### SOURCE EXTRACT

"""

# eggs survival



## joec (Dec 15, 2013)

Dears , anyone could help me to know for how long the eggs can be left without the hen being sit on them , is it normal that my female is leaving them for about 15 min 30 min ? Note that the male is not sitting on them , he just inspect them while the female is eating and than he follows her out , Noting that they are 4 eggs and the first was paid on 30/12/2014 and the incubation started from first day


----------



## Darkel777 (Jun 7, 2013)

The length of time is less important than how warm they are kept. 99.5 F or 37.5C is incubation temp and the eggs can deviate what is often quoted for 30 minutes at a time before they are chilled. If its 100 F outside don't be surprised if the parents don't sit much. The lower the temperature outside the longer the parents should sit, the higher the temp the parents will sit less and the eggs will be okay longer.


----------



## joec (Dec 15, 2013)

Thanks for your reply Darkel , room temperature at my place is 73 in the morning and can get to 63 degree at night , i m not preoccupied for the night but in the morning sometimes she left them for about 30 minutes but the nestbox in in very thick wood so there is a good isolation. What do you think? I didn t candle eggs although the first one is since 11 days, should i necessary candle them and if not fertile to threw them? Note that during the half and hour she left the nest, the male enter the nest but for few minute and he don t sit on eggs i feel like him moving them or inspecting them , is this normal? Since i think my male is negligent, the female is about 3 years male about 2 year could it be lack of experience?


----------



## joec (Dec 15, 2013)

I red also on internet that there are two types of Cockatiel pair: bonded pair and bonding pair , it seems mine is bonding pair so i expect difficult for them to have chicks


----------



## Darkel777 (Jun 7, 2013)

I would always candle the eggs before doing anything with them. But just based on what you tell me it sounds like the eggs are not viable. Candle to confirm this, if this is just inexperience the male in subsequent clutches may learn to sit properly.

If this is a bonding problem the male may refuse to sit. In most bondage pairs I hear about the male ignores the nest box altogether and does not get along with his mate. Watch their behavior, if the two get along and seem to like each other, there may be hope yet. If not, separate the two and give each a new mate.


----------



## Chipper&Trillie (Sep 1, 2013)

joec said:


> room temperature at my place is 73 in the morning and can get to 63 degree at night , i m not preoccupied for the night but in the morning sometimes she left them for about 30 minutes but the nestbox is in very thick wood so there is a good isolation.


what kind of a place and heat in it do you have that there is such a significant difference in temperatures?


----------



## joec (Dec 15, 2013)

Update: thanks for your replies : now morning here the female is outside and the male doing his duties inside sitting since 1 hour  , i decided that i'll keep the eggs and not interfere much even if not viable and that also help for the male to learn to sit more for next clutches (the first egg was laid since 11 days) , i think also that probably the temperature of the eggs was acceptable yesterday so he didn't feel need to sit while female was eating . as for the aggression i don t see agression between them , he was picking at her before mating but as soon as they started to build nest they are much more calm but sometimes while eating together from same bowl he pushes her and want to eat him first., that only the aggression between them, i see them kissing and pleening each others so i think with time they might become bonded (is it possible that with time the pair become more bonded ?)

"""

### EXTRACTED RECORDS
"""

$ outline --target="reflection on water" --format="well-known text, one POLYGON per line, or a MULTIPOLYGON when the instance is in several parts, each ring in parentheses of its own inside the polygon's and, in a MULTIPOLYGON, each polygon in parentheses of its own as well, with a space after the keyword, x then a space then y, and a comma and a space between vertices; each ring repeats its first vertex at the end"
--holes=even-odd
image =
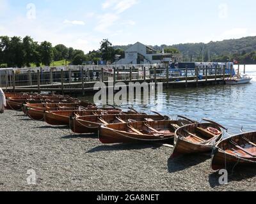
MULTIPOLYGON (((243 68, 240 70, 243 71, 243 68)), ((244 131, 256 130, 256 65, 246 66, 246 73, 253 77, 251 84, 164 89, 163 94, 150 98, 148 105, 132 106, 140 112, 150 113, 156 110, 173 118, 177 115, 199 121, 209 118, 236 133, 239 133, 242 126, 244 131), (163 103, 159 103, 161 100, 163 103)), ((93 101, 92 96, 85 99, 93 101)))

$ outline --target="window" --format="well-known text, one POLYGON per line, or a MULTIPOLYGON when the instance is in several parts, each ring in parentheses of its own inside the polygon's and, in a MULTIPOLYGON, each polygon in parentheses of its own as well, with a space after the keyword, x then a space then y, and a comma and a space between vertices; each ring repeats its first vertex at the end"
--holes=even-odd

"""
"""

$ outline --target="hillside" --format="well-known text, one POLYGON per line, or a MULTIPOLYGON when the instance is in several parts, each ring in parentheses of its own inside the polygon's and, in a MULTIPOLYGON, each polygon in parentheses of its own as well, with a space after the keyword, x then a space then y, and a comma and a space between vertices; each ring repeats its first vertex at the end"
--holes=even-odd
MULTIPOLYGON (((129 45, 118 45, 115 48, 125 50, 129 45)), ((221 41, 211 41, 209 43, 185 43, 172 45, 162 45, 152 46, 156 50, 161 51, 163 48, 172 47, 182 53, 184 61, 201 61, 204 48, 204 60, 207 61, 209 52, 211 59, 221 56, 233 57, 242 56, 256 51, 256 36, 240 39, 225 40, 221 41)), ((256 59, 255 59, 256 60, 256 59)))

"""

### WHAT YOU WILL DO
(a) Answer these about the thread on cockatiel eggs:
(i) What incubation temperature does Darkel777 give?
(ii) How old does joec say the female and the male are?
(iii) In joec's update, how long has the male been sitting inside?
(b) Carry on the thread about cockatiel eggs with the next reply after joec's update.
The records stand apart from the thread about cockatiel eggs and play no part in it.

### OUTPUTS
(a)
(i) 99.5 F, or 37.5C.
(ii) The female is about 3 years old and the male about 2.
(iii) Since 1 hour.

(b)
----------



## joec (Dec 15, 2013)

Hi chipper , Nestbox is made from MGH Pressed wood about 1.3 inches thick from all sides and i put pine shavings about 2 inches, they laid the eggs at the end very far from the opening but from time to time i see eggs are moving


----------



## joec (Dec 15, 2013)

do you think temperature is more retained inside so they can leave the nest about 30 min?


----------



## joec (Dec 15, 2013)

Update : my male started to sit on EGGs for about 6 hours in the morning , seems as time approach he is getting more sense of responsibility, I hope that it is not too late and the EGGs still viable, we are in day 14 and I ll keep you posted in case they hatch


----------



## Haimovfids (Sep 19, 2012)

If your really curious to know whether they are still viable or not you can always candle them. All you do is shine a pen light on the side where the air cell is. You will see veins if it's fertile.


----------



## joec (Dec 15, 2013)

yes very curious actually, but it will be apparent at night only ? And is it necessary to handle the EGGs to candle them? I m afraid to spoil them in case viable, can I use any flashlight?


----------



## Chipper&Trillie (Sep 1, 2013)

joec said:


> yes very curious actually, but it will be apparent at night only ? And is it necessary to handle the EGGs to candle them? I m afraid to spoil them in case viable, can I use any flashlight?


just be very careful. Wash your hands and wipe with clean paper towel or clean washed regular one. It DOES help to be in a dark room, not necessarily at night. I go to the bathroom and put dark cloth over the window. 
It's better to use a penlight (if you don't have a special light). The first time I candled I saw NOTHING.What helped me - I finally shone the penlight towards myself, underneath the egg (I didn't know about the air cell end). When I shone away from me, I saw nothing. Also, the penlight should be very close to the egg, basically touching it. make sure light is not too hot. 

Of course, keep eggs in the clean place without chances for them to roll and break. 

This is the instruction from dummy who just learned to candle.


----------



## Haimovfids (Sep 19, 2012)

joec said:


> yes very curious actually, but it will be apparent at night only ? And is it necessary to handle the EGGs to candle them? I m afraid to spoil them in case viable, can I use any flashlight?


No, you don't need the room to be pitch black in order to see the eggs. As long as there won't be sunlight it will be fine. You will only need to hold the eggs to candle them. You can use a flash light. The first time I candled an egg was a chicken egg. I used a light bulb and I saw everything clearly. A flashlight is much better that a light bulb. It is a myth that the parents will give up on the eggs if a human touches it. I have candles my eggs almost everyday in front of the parents and they were fine. The hardest part is finding a time when both parents are out of the nest. I currently use my iPhone's flash to view the eggs and let me tell you, it's really good.


----------



## Haimovfids (Sep 19, 2012)

This is a photo of me candling my egg. This egg was a couple of days old so you won't see as much as you will see with your egg. (That's my sisters hands in the picture)


----------



## joec (Dec 15, 2013)

thanks haimovfids, I did today and 3 out of 4 are viable , recently the male is more serious and sitting more than the hen during the day (first egg laid since 15 days, will keep you posted when hatching)


----------



## Haimovfids (Sep 19, 2012)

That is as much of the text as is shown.